**Input records:**
++++

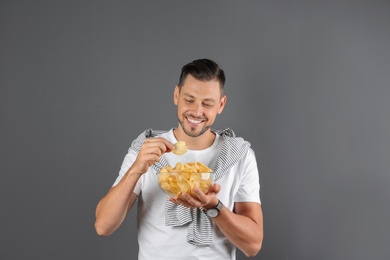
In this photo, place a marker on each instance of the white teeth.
(194, 121)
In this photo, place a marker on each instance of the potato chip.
(180, 148)
(184, 178)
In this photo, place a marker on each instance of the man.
(202, 226)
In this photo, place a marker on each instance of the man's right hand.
(151, 151)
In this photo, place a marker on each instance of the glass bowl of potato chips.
(184, 178)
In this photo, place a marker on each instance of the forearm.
(112, 209)
(244, 232)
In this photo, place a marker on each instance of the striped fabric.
(199, 225)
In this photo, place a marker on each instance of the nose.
(197, 110)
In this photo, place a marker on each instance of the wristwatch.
(214, 212)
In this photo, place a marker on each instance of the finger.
(163, 143)
(215, 188)
(191, 201)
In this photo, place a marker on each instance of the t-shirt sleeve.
(249, 189)
(126, 164)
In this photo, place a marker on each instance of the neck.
(195, 143)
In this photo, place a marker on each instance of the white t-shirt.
(157, 241)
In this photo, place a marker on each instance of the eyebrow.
(204, 100)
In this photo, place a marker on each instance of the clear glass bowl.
(176, 183)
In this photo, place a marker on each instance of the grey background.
(308, 85)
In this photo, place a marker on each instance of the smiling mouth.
(194, 121)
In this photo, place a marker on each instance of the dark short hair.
(204, 70)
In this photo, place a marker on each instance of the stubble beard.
(192, 134)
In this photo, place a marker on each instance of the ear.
(222, 104)
(176, 93)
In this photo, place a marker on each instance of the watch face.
(212, 213)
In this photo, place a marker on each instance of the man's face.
(198, 103)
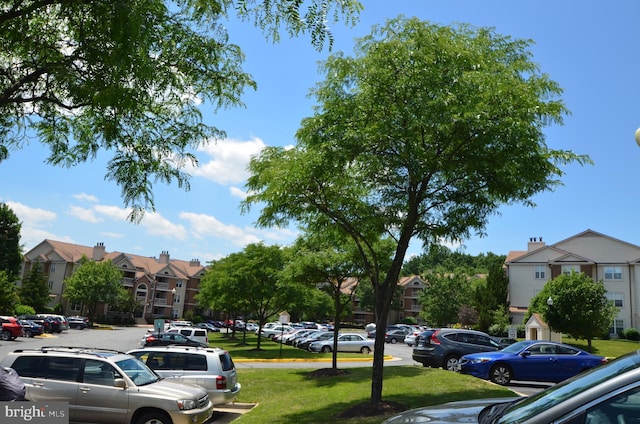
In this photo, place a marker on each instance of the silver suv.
(444, 347)
(211, 368)
(105, 386)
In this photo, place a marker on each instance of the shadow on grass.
(406, 401)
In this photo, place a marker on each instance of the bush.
(631, 334)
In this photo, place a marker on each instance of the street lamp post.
(549, 304)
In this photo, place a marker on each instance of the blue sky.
(591, 48)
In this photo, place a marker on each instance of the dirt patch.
(368, 409)
(327, 372)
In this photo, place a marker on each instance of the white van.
(199, 334)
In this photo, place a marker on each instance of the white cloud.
(113, 212)
(84, 214)
(229, 160)
(157, 225)
(34, 222)
(204, 225)
(87, 197)
(33, 216)
(239, 193)
(112, 234)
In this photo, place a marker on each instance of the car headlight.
(186, 404)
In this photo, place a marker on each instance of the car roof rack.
(73, 349)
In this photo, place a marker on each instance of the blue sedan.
(529, 360)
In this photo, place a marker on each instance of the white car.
(276, 329)
(348, 342)
(410, 339)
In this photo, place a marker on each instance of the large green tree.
(578, 307)
(8, 294)
(329, 261)
(443, 297)
(10, 251)
(94, 283)
(251, 281)
(128, 77)
(424, 133)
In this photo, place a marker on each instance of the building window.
(617, 327)
(616, 298)
(613, 273)
(568, 269)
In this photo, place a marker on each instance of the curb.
(386, 358)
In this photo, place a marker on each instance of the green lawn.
(290, 396)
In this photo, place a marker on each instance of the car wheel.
(154, 418)
(451, 363)
(500, 374)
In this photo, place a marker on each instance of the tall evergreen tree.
(10, 252)
(34, 291)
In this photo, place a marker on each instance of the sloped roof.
(144, 265)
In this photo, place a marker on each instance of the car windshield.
(516, 347)
(138, 371)
(532, 406)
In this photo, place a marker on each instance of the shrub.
(631, 334)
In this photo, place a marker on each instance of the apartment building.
(163, 287)
(615, 262)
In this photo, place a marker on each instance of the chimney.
(164, 257)
(535, 243)
(98, 252)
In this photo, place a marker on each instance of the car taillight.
(221, 382)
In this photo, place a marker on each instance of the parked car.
(166, 339)
(11, 328)
(447, 345)
(505, 341)
(49, 325)
(30, 328)
(62, 323)
(276, 329)
(395, 336)
(313, 337)
(77, 322)
(199, 334)
(106, 386)
(530, 360)
(211, 368)
(348, 342)
(609, 393)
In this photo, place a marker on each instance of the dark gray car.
(609, 393)
(444, 347)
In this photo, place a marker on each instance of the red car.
(11, 328)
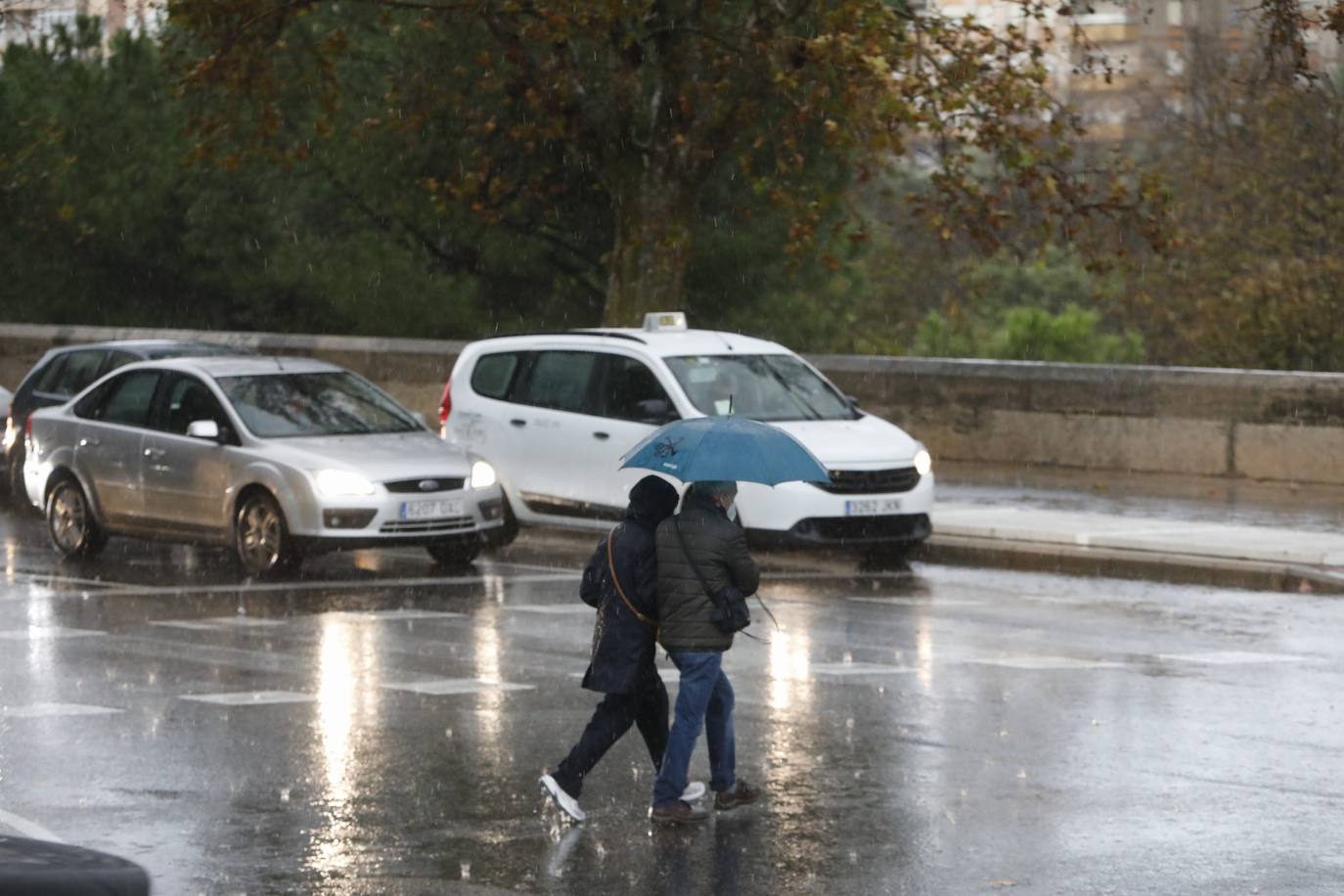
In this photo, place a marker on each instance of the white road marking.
(38, 633)
(397, 615)
(341, 585)
(214, 623)
(856, 669)
(1045, 662)
(27, 828)
(1230, 657)
(49, 709)
(445, 687)
(250, 697)
(919, 602)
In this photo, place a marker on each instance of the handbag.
(730, 606)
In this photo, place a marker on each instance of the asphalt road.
(378, 727)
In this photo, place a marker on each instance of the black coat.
(719, 548)
(622, 645)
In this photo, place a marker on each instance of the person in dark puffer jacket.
(718, 547)
(622, 661)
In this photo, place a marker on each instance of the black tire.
(504, 535)
(261, 538)
(457, 553)
(71, 525)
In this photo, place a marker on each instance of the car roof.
(660, 342)
(248, 366)
(157, 348)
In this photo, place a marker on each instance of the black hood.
(652, 500)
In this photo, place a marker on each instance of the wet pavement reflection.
(378, 724)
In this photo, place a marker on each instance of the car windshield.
(761, 387)
(293, 405)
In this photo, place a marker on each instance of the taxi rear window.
(493, 374)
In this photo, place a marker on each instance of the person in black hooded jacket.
(622, 662)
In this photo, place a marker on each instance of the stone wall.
(1257, 425)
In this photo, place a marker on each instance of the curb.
(1122, 563)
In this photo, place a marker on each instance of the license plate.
(873, 507)
(428, 510)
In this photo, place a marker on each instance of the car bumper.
(801, 514)
(399, 518)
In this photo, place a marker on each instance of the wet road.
(378, 727)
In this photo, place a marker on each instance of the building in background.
(29, 21)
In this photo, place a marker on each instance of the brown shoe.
(678, 813)
(739, 794)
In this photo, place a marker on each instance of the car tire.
(74, 531)
(261, 538)
(455, 554)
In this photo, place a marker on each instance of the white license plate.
(873, 507)
(430, 510)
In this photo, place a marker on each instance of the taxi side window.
(631, 391)
(558, 381)
(493, 374)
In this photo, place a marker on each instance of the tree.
(527, 111)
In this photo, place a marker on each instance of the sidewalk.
(1148, 527)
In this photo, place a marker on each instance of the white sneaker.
(694, 791)
(567, 803)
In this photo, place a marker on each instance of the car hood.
(867, 441)
(392, 456)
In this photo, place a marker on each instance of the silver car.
(272, 456)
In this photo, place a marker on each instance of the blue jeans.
(704, 697)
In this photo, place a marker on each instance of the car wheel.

++++

**Your task:**
Each record is to be copied word for word, with no images carried over.

**Solution:**
In this photo, place a marker on each instance of the white teeth.
(194, 121)
In this photo, place a marker on each instance of the potato chip.
(180, 148)
(184, 178)
In this photo, place a marker on each instance of the man.
(202, 226)
In this photo, place a marker on each instance of the man's right hand.
(151, 151)
In this photo, place a marker on each instance of the glass bowl of potato chips.
(184, 178)
In this photo, place a marker on each instance of the forearm.
(112, 209)
(244, 232)
In this photo, place a marker on each instance of the striped fabric.
(199, 225)
In this photo, place a marker on each instance of the nose.
(197, 110)
In this photo, place a marker on each instance of the wristwatch.
(214, 212)
In this photo, place a marker on each instance of the finger.
(163, 143)
(215, 188)
(191, 201)
In this photo, place a marker on each instance of the t-shirt sleeve.
(249, 189)
(126, 164)
In this photo, place a marker on each instance of the neck.
(195, 143)
In this photo, place a marker on each instance of the white t-shirt.
(157, 241)
In this photo, place a marker on each instance of the eyebrow.
(204, 100)
In this photo, place a marker on each instance of the clear glass bowl.
(176, 183)
In this photo, place a marker on each instance of the grey background.
(308, 85)
In this photo, place a marker on each instance of the smiling mouth.
(194, 121)
In this photo, place a marker on each instance of the dark short hair.
(204, 70)
In this photo, place a marker on each instance of the stubble beard.
(192, 134)
In this photo, place a marker on each instance of the ear.
(222, 104)
(176, 93)
In this photo, place a marker on each instance of the watch face.
(212, 213)
In this photo, place a marker on each instance of the man's face.
(198, 103)
In this photo, place a marker on each instance of the silver suv.
(444, 347)
(211, 368)
(105, 386)
In this photo, place a marker on each instance of the shadow on grass.
(406, 401)
In this photo, place a marker on each instance of the bush.
(631, 334)
In this photo, place a marker on each instance of the street lamp post.
(549, 304)
In this photo, place a marker on each instance of the blue sky.
(591, 48)
In this photo, place a marker on each instance of the dirt patch.
(368, 409)
(327, 372)
In this photo, place a marker on each instance of the white van.
(199, 334)
In this photo, place a marker on each instance of the white cloud.
(113, 212)
(84, 214)
(229, 160)
(157, 225)
(34, 222)
(204, 225)
(87, 197)
(33, 216)
(239, 193)
(112, 234)
In this photo, place a marker on each instance of the car headlight.
(186, 404)
In this photo, place a marker on each instance of the car roof rack.
(73, 349)
In this photo, place a marker on each instance of the blue sedan.
(529, 360)
In this photo, place a marker on each instance of the white car.
(276, 329)
(348, 342)
(410, 339)
In this photo, place a marker on each instance of the large green tree.
(578, 307)
(8, 294)
(329, 261)
(443, 297)
(10, 251)
(94, 283)
(251, 281)
(128, 77)
(424, 133)
In this photo, place a marker on each instance of the building window.
(617, 327)
(616, 298)
(613, 273)
(568, 269)
In this photo, place a marker on each instance of the curb.
(386, 358)
In this photo, place a marker on each instance of the green lawn.
(290, 396)
In this photo, place a marker on each instance of the car wheel.
(154, 418)
(451, 363)
(500, 374)
In this photo, place a marker on each instance of the tall evergreen tree.
(10, 252)
(34, 291)
In this photo, place a marker on each instance of the sloped roof.
(144, 265)
In this photo, place a marker on each instance of the car windshield.
(516, 347)
(138, 371)
(532, 406)
In this photo, place a marker on each instance of the shrub.
(631, 334)
In this photo, place a marker on each instance of the apartment building.
(163, 287)
(615, 262)
In this photo, place a marker on each instance of the chimney.
(164, 257)
(535, 243)
(98, 252)
In this photo, place a marker on each instance of the car taillight.
(221, 382)
In this photo, place a marker on each instance of the parked car.
(166, 339)
(11, 328)
(447, 345)
(505, 341)
(49, 325)
(30, 328)
(62, 323)
(276, 329)
(395, 336)
(313, 337)
(77, 322)
(199, 334)
(106, 386)
(530, 360)
(211, 368)
(348, 342)
(609, 393)
In this photo, place a marker on each instance of the dark gray car.
(609, 393)
(444, 347)
In this photo, place a marker on each instance of the red car.
(11, 328)
In this photo, place a marker on each instance of the white road marking.
(38, 633)
(397, 615)
(341, 585)
(214, 623)
(856, 669)
(1045, 662)
(27, 828)
(1230, 657)
(49, 709)
(445, 687)
(250, 697)
(919, 602)
In this photo, place a marker on each instance of the handbag.
(730, 606)
In this photo, place a marker on each instance of the asphalt road.
(378, 727)
In this photo, place a marker on each instance of the black coat.
(719, 548)
(622, 645)
In this photo, place a marker on each instance of the person in dark puffer jacket.
(718, 547)
(622, 661)
In this photo, place a marker on each instance of the black tire.
(504, 535)
(261, 538)
(457, 553)
(71, 525)
In this photo, place a marker on each instance of the car roof.
(660, 342)
(248, 366)
(157, 348)
In this photo, place a marker on each instance of the black hood.
(652, 500)
In this photo, place a marker on each instance of the wet pavement reflection.
(378, 724)
In this photo, place a marker on each instance of the car windshield.
(761, 387)
(293, 405)
In this photo, place a marker on each instance of the taxi rear window.
(493, 374)
In this photo, place a marker on each instance of the person in black hooded jacket.
(622, 662)
In this photo, place a marker on each instance of the stone wall.
(1257, 425)
In this photo, place a marker on each instance of the curb.
(1122, 563)
In this photo, place a marker on each instance of the license plate.
(873, 507)
(428, 510)
In this photo, place a marker on each instance of the car bumper.
(801, 514)
(399, 518)
In this photo, place a marker on each instance of the wet road.
(378, 727)
In this photo, place a marker on each instance of the building in background.
(29, 21)
In this photo, place a marker on each instance of the brown shoe.
(678, 813)
(739, 794)
In this photo, place a marker on each instance of the car tire.
(74, 531)
(261, 538)
(455, 554)
In this photo, place a marker on each instance of the white license plate.
(873, 507)
(430, 510)
In this photo, place a marker on each instance of the taxi side window.
(631, 391)
(558, 381)
(493, 374)
In this photo, place a marker on each instance of the tree.
(527, 111)
In this photo, place a marker on each instance of the sidewalk.
(1148, 527)
In this photo, place a marker on each instance of the white sneaker.
(694, 791)
(567, 803)
In this photo, place a marker on each instance of the car hood.
(867, 441)
(392, 456)
In this photo, place a marker on each instance of the silver car.
(272, 456)
In this photo, place a marker on each instance of the blue jeans.
(704, 697)
In this photo, place a marker on each instance of the car wheel.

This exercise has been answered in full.